• **Given text**:
========

Studio album by You Me at Six
- Released: 15 January 2021
- Recorded: November 2018, October–November 2019
- Studio: VADA, Alcester; Bluebell Hill, Kent; Karma Sound, Bang Saray, Thailand;
- Genre: Rock
- Length: 43:04
- Label: Underdog; AWAL;
- Producer: Dan Austin

You Me at Six chronology
| VI (2018) | Suckapunch (2021) | Truth Decay (2023) |

Singles from Suckapunch
- "What's It Like" Released: 16 August 2019; "Make Me Feel Alive" Released: 21 August 2020; "Beautiful Way" Released: 22 September 2020; "Suckapunch" Released: 26 November 2020; "Adrenaline" Released: 4 January 2021;

= Suckapunch (album) =

Suckapunch is the seventh studio album by English rock band You Me at Six. It was released on 15 January 2021, through the band's own label Underdog Records and AWAL. Within a month of releasing their sixth studio album VI, they had recorded "What's It Like" at VADA Studios in Alcester in November 2018. The touring circle for that album continued into mid-2019, when they started recording a new album with Dan Austin in October and November 2019 at Karma Sound Studios in Bang Saray, Thailand. Suckapunch is a rock album with electronic, hip hop and R&B influences.

Suckapunch received generally favourable reviews from music critics, many of whom complimented the songwriting and the album's aggressive tone. The album topped the album charts in both Scotland and the United Kingdom, in addition to charting in Germany. "What's It Like" was released as a single in August 2019; promotion for the album did not start until "Make Me Feel Alive" was released as a single in August 2020. "Suckapunch" and "Adrenaline" followed as singles in November 2020 and January 2021, respectively. Between May and July 2021, the band went toured the UK twice; they went on a short tour in September 2021, prior to a supporting slot for Bring Me the Horizon on their arena tour. Kerrang! included the album on their list for the 50 best releases of the year.

==Background==
You Me at Six released their sixth studio album VI in October 2018, reaching number six on the UK Albums Chart. Initial promotion consisted of a two-month tour of the United Kingdom in November and December 2018. While the tour was intended to promote VI, the band used the stint to celebrate the 10th anniversary of their debut studio album Take Off Your Colours (2008). You Me at Six rehearsed for the tour at VADA Studios in Alcester in November 2018, where they had recorded VI; as the band had new song ideas, they ended up recording them, one of which was "What's It Like". By July 2019, the band were in the planning stages for their next album.

========

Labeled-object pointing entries
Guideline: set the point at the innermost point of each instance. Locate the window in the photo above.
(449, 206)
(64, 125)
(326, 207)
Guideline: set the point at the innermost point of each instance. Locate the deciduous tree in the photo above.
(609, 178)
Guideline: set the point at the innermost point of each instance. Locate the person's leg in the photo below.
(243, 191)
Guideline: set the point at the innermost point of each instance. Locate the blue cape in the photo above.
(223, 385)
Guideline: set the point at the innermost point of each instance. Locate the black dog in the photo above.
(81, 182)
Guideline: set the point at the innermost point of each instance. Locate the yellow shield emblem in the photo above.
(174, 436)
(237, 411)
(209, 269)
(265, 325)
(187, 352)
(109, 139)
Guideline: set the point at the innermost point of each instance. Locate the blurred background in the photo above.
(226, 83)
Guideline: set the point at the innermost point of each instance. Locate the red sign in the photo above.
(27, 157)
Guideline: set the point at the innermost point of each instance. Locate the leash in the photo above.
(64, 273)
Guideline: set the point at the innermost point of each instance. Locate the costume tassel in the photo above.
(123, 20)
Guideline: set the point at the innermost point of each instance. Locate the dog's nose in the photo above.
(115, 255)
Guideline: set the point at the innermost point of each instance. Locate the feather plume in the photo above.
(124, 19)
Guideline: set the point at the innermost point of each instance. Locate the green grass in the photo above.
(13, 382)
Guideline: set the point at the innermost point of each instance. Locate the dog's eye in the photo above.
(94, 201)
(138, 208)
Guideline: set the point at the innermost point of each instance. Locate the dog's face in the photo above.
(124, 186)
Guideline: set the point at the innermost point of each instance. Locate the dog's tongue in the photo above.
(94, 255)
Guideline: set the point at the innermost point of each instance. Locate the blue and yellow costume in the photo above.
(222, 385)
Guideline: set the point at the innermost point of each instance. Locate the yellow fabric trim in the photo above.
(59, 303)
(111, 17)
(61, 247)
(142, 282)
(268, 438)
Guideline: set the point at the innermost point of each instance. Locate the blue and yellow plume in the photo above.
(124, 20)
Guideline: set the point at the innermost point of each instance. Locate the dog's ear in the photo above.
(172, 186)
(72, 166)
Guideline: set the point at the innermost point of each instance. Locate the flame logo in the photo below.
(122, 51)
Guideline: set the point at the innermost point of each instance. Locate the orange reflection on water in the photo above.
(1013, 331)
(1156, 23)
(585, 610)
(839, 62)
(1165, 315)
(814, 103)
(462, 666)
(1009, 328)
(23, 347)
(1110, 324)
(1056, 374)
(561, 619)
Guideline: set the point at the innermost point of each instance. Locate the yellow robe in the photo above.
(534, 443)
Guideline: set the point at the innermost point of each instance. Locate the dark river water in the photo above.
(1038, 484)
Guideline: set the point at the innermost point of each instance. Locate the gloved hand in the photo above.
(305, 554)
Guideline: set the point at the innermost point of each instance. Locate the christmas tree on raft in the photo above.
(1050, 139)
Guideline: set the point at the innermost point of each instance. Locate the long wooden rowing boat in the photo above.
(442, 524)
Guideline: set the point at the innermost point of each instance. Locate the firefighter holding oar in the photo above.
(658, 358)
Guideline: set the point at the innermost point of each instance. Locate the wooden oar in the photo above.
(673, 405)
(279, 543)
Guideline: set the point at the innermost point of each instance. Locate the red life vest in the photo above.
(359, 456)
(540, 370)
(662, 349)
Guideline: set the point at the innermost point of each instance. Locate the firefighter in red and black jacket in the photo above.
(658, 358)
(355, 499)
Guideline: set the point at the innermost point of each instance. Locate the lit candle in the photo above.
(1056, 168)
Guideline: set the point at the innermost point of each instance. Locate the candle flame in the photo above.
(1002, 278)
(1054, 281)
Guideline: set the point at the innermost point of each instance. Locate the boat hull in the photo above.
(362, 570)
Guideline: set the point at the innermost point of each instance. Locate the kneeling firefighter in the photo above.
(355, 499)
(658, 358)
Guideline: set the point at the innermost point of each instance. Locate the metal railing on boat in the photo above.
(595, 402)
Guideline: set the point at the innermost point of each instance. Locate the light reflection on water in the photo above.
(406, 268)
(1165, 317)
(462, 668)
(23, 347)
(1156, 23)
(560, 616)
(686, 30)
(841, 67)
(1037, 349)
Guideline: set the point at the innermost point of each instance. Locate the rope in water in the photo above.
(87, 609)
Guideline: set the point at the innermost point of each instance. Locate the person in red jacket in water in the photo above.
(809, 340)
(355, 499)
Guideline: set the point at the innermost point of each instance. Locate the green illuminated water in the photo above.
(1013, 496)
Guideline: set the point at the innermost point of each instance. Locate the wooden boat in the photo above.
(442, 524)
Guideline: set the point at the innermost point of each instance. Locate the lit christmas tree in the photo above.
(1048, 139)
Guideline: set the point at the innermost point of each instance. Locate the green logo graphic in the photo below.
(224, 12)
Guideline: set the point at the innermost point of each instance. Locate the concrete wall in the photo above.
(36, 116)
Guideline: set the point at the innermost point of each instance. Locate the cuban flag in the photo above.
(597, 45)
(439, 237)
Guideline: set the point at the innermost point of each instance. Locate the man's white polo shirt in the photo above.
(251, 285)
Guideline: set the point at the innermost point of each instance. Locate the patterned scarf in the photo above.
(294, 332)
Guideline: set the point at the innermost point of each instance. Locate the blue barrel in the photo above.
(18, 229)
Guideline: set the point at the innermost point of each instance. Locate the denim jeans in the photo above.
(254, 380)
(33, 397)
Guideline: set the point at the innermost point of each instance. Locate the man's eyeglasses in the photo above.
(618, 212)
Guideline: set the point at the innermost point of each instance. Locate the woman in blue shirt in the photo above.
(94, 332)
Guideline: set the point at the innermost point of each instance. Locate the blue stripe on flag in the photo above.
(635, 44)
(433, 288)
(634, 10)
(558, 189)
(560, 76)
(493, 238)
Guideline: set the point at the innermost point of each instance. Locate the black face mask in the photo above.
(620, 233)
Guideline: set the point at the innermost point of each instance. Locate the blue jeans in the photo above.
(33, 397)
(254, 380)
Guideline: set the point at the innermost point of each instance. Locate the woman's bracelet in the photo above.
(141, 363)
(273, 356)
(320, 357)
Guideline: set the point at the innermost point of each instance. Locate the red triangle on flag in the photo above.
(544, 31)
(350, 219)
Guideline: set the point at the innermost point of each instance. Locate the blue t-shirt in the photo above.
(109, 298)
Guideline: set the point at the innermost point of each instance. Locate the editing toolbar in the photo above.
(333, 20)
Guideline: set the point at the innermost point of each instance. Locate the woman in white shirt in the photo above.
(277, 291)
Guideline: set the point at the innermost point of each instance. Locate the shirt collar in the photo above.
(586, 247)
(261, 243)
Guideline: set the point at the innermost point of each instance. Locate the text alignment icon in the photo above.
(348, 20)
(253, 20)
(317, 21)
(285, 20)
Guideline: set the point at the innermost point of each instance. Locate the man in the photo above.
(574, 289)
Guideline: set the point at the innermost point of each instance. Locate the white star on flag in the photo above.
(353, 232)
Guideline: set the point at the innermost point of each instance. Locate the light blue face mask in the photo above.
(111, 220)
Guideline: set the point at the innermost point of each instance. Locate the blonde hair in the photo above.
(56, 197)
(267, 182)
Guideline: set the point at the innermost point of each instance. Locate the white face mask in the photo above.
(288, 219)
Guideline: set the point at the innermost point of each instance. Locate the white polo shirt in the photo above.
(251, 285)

========

• **Short exercise 1**:
Answer these questions using the text on Suckapunch.
(a) Who is listed as the producer of the album?
(b) Which band did You Me at Six support on an arena tour?
(c) Where did the band rehearse for their tour in November 2018?
• **Short exercise 2**: Repeat word for word the part of the text on Suckapunch between "Singles from Suckapunch" and "and R&B influences.", inclusive.

• **Expected answer 1**:
(a) Dan Austin
(b) Bring Me the Horizon
(c) VADA Studios in Alcester

• **Expected answer 2**:
Singles from Suckapunch
- "What's It Like" Released: 16 August 2019; "Make Me Feel Alive" Released: 21 August 2020; "Beautiful Way" Released: 22 September 2020; "Suckapunch" Released: 26 November 2020; "Adrenaline" Released: 4 January 2021;

= Suckapunch (album) =

Suckapunch is the seventh studio album by English rock band You Me at Six. It was released on 15 January 2021, through the band's own label Underdog Records and AWAL. Within a month of releasing their sixth studio album VI, they had recorded "What's It Like" at VADA Studios in Alcester in November 2018. The touring circle for that album continued into mid-2019, when they started recording a new album with Dan Austin in October and November 2019 at Karma Sound Studios in Bang Saray, Thailand. Suckapunch is a rock album with electronic, hip hop and R&B influences.